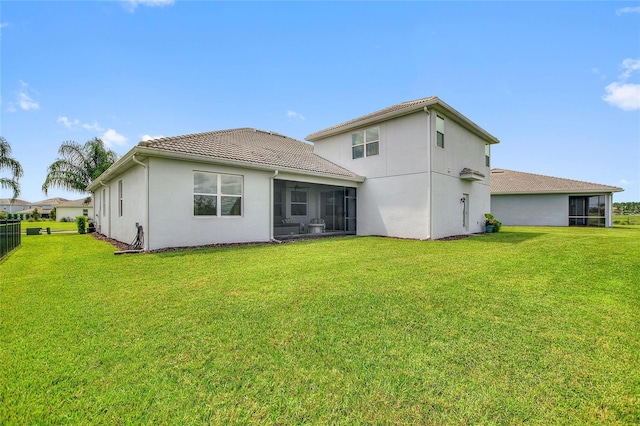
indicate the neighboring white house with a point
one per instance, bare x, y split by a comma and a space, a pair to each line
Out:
44, 207
13, 206
70, 209
418, 169
528, 199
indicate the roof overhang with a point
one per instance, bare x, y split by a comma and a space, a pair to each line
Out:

######

-- Deine Aufgabe --
Zitiere sämtliche Datensätze Zeile für Zeile wortgetreu, lass dabei aber die Bilder weg.

-- Vollständige Antwort --
indicate the neighboring white house with a point
one per instance, bare x, y split by a comma and a space, a pair to each line
Out:
44, 207
13, 206
70, 209
418, 169
528, 199
indicate the roof overhang with a point
one per instance, bare x, y split by a comma and a space, a pair to each line
Out:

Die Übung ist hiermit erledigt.